> **GIVEN DATA**:
-- Opening Marker --

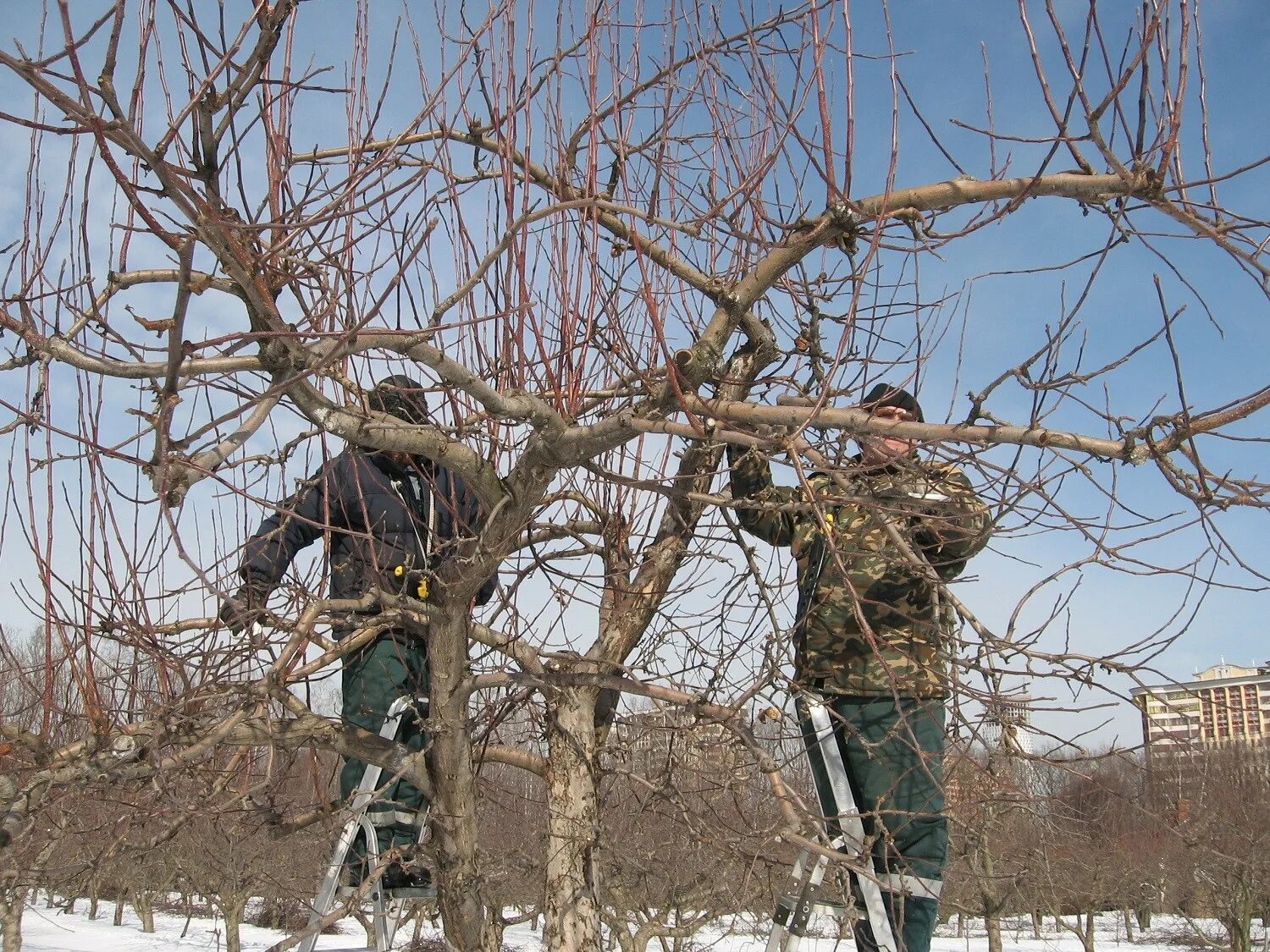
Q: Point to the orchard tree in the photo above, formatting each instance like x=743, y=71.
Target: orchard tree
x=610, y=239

-- Closing Marker --
-- Opening Marker --

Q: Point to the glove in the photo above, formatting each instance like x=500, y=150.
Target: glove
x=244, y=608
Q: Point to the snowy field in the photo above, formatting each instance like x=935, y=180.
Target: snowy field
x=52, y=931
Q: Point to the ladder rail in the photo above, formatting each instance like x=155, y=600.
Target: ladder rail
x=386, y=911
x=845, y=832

-- Closing Marker --

> **EXERCISE OBJECTIVE**:
Tallying every line that holds the string "above", report the total for the records and nothing else.

> **EXERCISE SOLUTION**:
4